> **Work to complete**: Update every row below by putting "enclosing rectangles" wherever "bounding boxes" appears, with all other text unchanged. Leave the pictures out of your answer.

> **Provided information**:

'''

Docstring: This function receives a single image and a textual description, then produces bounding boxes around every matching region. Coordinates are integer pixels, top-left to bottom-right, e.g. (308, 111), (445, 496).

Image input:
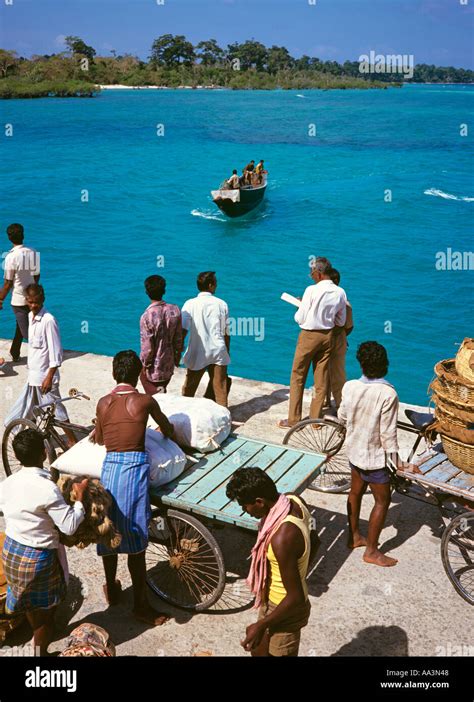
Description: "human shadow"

(229, 388), (289, 422)
(6, 575), (84, 646)
(306, 506), (352, 597)
(380, 494), (444, 553)
(331, 626), (408, 658)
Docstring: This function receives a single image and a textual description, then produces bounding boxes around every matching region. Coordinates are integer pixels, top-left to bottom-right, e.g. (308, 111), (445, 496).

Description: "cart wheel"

(283, 419), (351, 492)
(2, 419), (56, 477)
(146, 509), (226, 612)
(441, 512), (474, 604)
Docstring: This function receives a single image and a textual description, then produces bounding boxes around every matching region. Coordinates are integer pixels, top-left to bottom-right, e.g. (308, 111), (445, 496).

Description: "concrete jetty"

(0, 340), (472, 656)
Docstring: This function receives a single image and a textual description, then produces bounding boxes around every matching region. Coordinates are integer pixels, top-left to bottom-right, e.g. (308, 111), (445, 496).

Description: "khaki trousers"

(182, 363), (227, 407)
(329, 327), (347, 408)
(288, 329), (333, 424)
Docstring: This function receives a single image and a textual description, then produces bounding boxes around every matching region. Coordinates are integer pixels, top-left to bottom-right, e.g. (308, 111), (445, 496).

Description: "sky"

(0, 0), (474, 69)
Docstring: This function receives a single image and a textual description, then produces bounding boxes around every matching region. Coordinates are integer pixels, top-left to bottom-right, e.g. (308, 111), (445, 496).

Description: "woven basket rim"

(434, 358), (474, 390)
(441, 434), (474, 451)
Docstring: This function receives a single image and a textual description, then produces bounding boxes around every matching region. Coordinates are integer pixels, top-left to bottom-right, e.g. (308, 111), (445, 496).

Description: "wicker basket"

(441, 434), (474, 475)
(454, 339), (474, 383)
(431, 358), (474, 408)
(434, 404), (474, 445)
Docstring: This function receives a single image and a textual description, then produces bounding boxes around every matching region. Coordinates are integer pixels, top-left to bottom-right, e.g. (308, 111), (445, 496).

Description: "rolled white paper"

(281, 293), (301, 307)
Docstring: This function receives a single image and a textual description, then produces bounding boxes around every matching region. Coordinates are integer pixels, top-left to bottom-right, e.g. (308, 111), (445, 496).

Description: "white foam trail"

(191, 210), (226, 222)
(424, 188), (474, 202)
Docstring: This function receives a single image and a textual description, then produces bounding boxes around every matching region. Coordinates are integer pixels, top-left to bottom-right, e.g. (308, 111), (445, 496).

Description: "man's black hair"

(357, 341), (388, 378)
(7, 224), (25, 249)
(145, 275), (166, 300)
(225, 468), (279, 505)
(25, 283), (45, 298)
(112, 349), (142, 385)
(12, 429), (44, 466)
(197, 271), (216, 292)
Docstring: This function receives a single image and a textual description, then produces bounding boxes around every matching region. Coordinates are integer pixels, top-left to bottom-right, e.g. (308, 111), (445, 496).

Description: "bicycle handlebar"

(36, 388), (91, 409)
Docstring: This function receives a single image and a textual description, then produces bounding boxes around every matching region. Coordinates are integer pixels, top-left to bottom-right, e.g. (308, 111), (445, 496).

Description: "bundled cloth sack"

(58, 475), (122, 548)
(59, 622), (115, 658)
(148, 393), (232, 453)
(53, 429), (187, 488)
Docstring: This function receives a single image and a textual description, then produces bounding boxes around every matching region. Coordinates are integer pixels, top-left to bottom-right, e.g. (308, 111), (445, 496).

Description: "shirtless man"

(94, 351), (173, 626)
(226, 468), (318, 656)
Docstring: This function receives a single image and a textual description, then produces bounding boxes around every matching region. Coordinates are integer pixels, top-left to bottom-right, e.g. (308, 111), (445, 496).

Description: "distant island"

(0, 34), (474, 98)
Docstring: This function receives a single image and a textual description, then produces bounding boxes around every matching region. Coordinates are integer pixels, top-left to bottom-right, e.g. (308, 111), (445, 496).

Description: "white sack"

(148, 393), (231, 453)
(53, 429), (187, 487)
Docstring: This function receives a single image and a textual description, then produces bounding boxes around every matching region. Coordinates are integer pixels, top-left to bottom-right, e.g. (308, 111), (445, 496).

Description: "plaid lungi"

(2, 536), (67, 614)
(97, 451), (151, 556)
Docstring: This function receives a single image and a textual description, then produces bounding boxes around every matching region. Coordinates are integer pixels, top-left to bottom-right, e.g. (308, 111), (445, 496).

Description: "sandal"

(102, 580), (122, 606)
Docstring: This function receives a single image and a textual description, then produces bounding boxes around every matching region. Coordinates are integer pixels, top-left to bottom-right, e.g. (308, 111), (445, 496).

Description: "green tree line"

(0, 34), (474, 97)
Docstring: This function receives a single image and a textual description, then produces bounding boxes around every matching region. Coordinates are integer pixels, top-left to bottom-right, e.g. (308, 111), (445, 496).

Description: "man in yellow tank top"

(226, 468), (311, 656)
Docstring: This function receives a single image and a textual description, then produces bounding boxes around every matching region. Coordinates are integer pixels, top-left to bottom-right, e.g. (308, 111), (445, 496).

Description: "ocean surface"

(0, 85), (474, 404)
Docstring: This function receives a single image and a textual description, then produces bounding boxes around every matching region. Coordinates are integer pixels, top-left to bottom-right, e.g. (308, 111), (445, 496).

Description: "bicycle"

(2, 388), (94, 477)
(283, 410), (474, 605)
(283, 409), (435, 493)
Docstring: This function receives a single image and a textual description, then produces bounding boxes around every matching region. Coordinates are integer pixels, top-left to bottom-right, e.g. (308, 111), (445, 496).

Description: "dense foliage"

(0, 34), (474, 97)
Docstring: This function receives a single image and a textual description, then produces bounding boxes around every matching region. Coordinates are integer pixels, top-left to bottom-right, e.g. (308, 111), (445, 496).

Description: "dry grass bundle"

(58, 475), (122, 548)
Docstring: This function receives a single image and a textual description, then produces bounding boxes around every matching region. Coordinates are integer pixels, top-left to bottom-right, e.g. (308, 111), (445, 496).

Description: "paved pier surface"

(0, 340), (468, 656)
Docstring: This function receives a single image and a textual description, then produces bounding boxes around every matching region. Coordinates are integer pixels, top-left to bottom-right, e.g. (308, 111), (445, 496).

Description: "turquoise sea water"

(0, 85), (474, 404)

'''

> **The result**:
Docstring: This function receives a single image and a textual description, then produces enclosing rectangles around every matching region. Coordinates are integer pixels, top-left to bottom-right, e.g. (308, 111), (445, 496).

Image input:
Description: "human shadow"

(229, 388), (289, 422)
(6, 575), (84, 646)
(306, 506), (352, 597)
(380, 494), (444, 553)
(331, 626), (408, 658)
Docstring: This function receives a single image and a textual description, then produces enclosing rectangles around every matching region. Coordinates are integer pixels, top-left to bottom-right, e.g. (308, 111), (445, 496).

Description: "cart wheel"

(283, 419), (351, 492)
(2, 419), (56, 477)
(146, 509), (226, 612)
(441, 512), (474, 604)
Docstring: This function receives a single image and a textual description, then produces enclosing rectangles around every matching region. Coordinates are integer pixels, top-left to bottom-right, e.g. (308, 111), (445, 496).

Description: "concrete jetty"

(0, 340), (472, 656)
Docstring: This function receives a single image and a textual description, then produces enclosing rectangles around every matching region. Coordinates are integer pixels, top-left to bottom-right, e.g. (308, 111), (445, 496).

Description: "khaki trousers"

(182, 363), (227, 407)
(329, 327), (347, 408)
(288, 329), (333, 424)
Docstring: This function receives a single image and a textual description, then produces enclosing rectangles around every matching region. Coordinates are integer pixels, top-left to bottom-right, e.g. (308, 111), (445, 496).

Description: "sky"

(0, 0), (474, 69)
Docstring: This function receives a single image and a textual description, then produces enclosing rectangles around every matching region. Coordinates are integer pixels, top-left to bottom-right, e.g. (308, 111), (445, 496).

Description: "woven basket rim"

(434, 358), (474, 390)
(441, 434), (474, 451)
Docstring: This function receives a single image and a textual description, then produces enclosing rectangles around every matching region. Coordinates are integer pixels, top-left to bottom-right, e.g. (308, 111), (445, 496).

Description: "wicker basket"

(441, 434), (474, 475)
(454, 339), (474, 383)
(431, 358), (474, 408)
(434, 404), (474, 445)
Docstring: This function receives a single image and a textual description, then produces enclosing rectangles around every matching region. Coordinates are integer pixels, top-left to bottom-right, e.g. (308, 111), (445, 496).

Description: "rolled white paper"

(281, 293), (301, 307)
Docstring: This function receives a single image and a textual description, then produces enclosing rectangles around every matching region. Coordinates are integer pixels, top-left to bottom-right, e.g. (308, 111), (445, 496).

Description: "white foam trail"

(191, 210), (226, 222)
(424, 188), (474, 202)
Docstring: This function receives a single image and a textual description, then produces enclosing rectangles around every matching region. Coordinates are integer pixels, top-left to bottom-right, e.g. (308, 111), (445, 496).

Description: "man's black hair"

(357, 341), (388, 378)
(7, 224), (25, 249)
(145, 275), (166, 300)
(225, 468), (279, 505)
(25, 283), (45, 298)
(112, 349), (142, 385)
(12, 429), (44, 466)
(197, 271), (216, 292)
Docstring: This function receives a single image and a textual description, then produces enclosing rectangles around every matching region. Coordinates are integer pixels, top-left to bottom-right, e.g. (308, 111), (445, 496).

Description: "bicycle handlebar"

(36, 388), (91, 409)
Docstring: This function receives a single image and a textual description, then produces enclosing rectangles around every matching region. Coordinates are integer pixels, top-left to bottom-right, e.g. (308, 111), (445, 496).

Description: "bundled cloth sack"

(58, 475), (122, 548)
(59, 622), (115, 658)
(148, 393), (232, 453)
(53, 429), (187, 488)
Docstring: This function receives a single image and a textual description, then produces enclosing rectangles around every matching region. Coordinates are integer pixels, top-left to bottom-right, e.g. (308, 111), (445, 496).

Description: "shirtless man"

(94, 351), (173, 626)
(226, 468), (318, 656)
Docstring: This function receives a single image and a textual description, then produces enclosing rectangles around every matching region. Coordinates are integer pixels, top-left to bottom-right, e.g. (308, 111), (445, 496).

Description: "distant island"

(0, 34), (474, 98)
Docstring: This function receives a single image and a textual description, then produces enclosing rectangles around every matching region. Coordinates are integer pixels, top-left to bottom-right, e.g. (308, 111), (445, 496).

Description: "white sack"

(148, 393), (231, 453)
(53, 429), (187, 487)
Docstring: This function receives a single image and a textual description, then produces enclosing rectangles around every matching region. Coordinates are integer pixels, top-left to bottom-right, e.g. (308, 111), (445, 496).

Description: "plaid lungi"

(2, 536), (67, 614)
(97, 451), (151, 556)
Docstring: This function receives a single image and a textual description, then produces enclosing rectangles around every matching region. Coordinates are integer pixels, top-left to bottom-right, e.g. (308, 111), (445, 496).

Description: "sandal"

(102, 580), (122, 606)
Docstring: This function receives a single image and a textual description, then produces enclosing rectangles around every matching region. Coordinates are integer pixels, top-left to bottom-right, e.g. (308, 111), (445, 496).

Description: "green tree line"

(0, 34), (474, 97)
Docstring: This function receives a single image and a textual description, then produces enclosing rectangles around every matching region. Coordinates are integer pixels, top-left to bottom-right, e.g. (308, 111), (445, 496).

Description: "man in yellow tank top"

(226, 468), (311, 656)
Docstring: This function receives a single image and a textual description, then produces enclosing rectangles around every matching region. Coordinates are integer pixels, top-left to bottom-right, e.g. (308, 111), (445, 496).

Description: "ocean surface"

(0, 85), (474, 404)
Docstring: This function receives a single image and a textual description, then produces enclosing rectangles around every matching region. Coordinates are integer pixels, top-left to bottom-right, e.g. (308, 111), (445, 496).

Description: "bicycle"

(2, 388), (94, 477)
(283, 410), (474, 605)
(283, 409), (435, 493)
Docstring: This function receives a single image and a textual description, then produces enclosing rectangles around every matching region. Coordinates are integer pixels, top-left to bottom-right, e.g. (308, 111), (445, 496).

Description: "dense foliage"

(0, 34), (474, 97)
Docstring: This function receives a single image and a textual description, then produces enclosing rectangles around every matching region. Coordinates are integer pixels, top-left to bottom-right, e.g. (308, 111), (445, 496).

Description: "dry grass bundle"

(58, 475), (122, 548)
Docstring: This function receives a single image and a textual description, then produces enclosing rectangles around every matching region. Coordinates are integer pixels, top-left to bottom-right, e.g. (308, 111), (445, 496).

Description: "paved pier surface"

(0, 340), (468, 656)
Docstring: This function receives a single image and a textual description, then produces enclosing rectangles around every matching region. Coordinates are integer pixels, top-left to bottom-right, e.g. (308, 111), (445, 496).

Description: "turquoise sea water"

(0, 85), (474, 404)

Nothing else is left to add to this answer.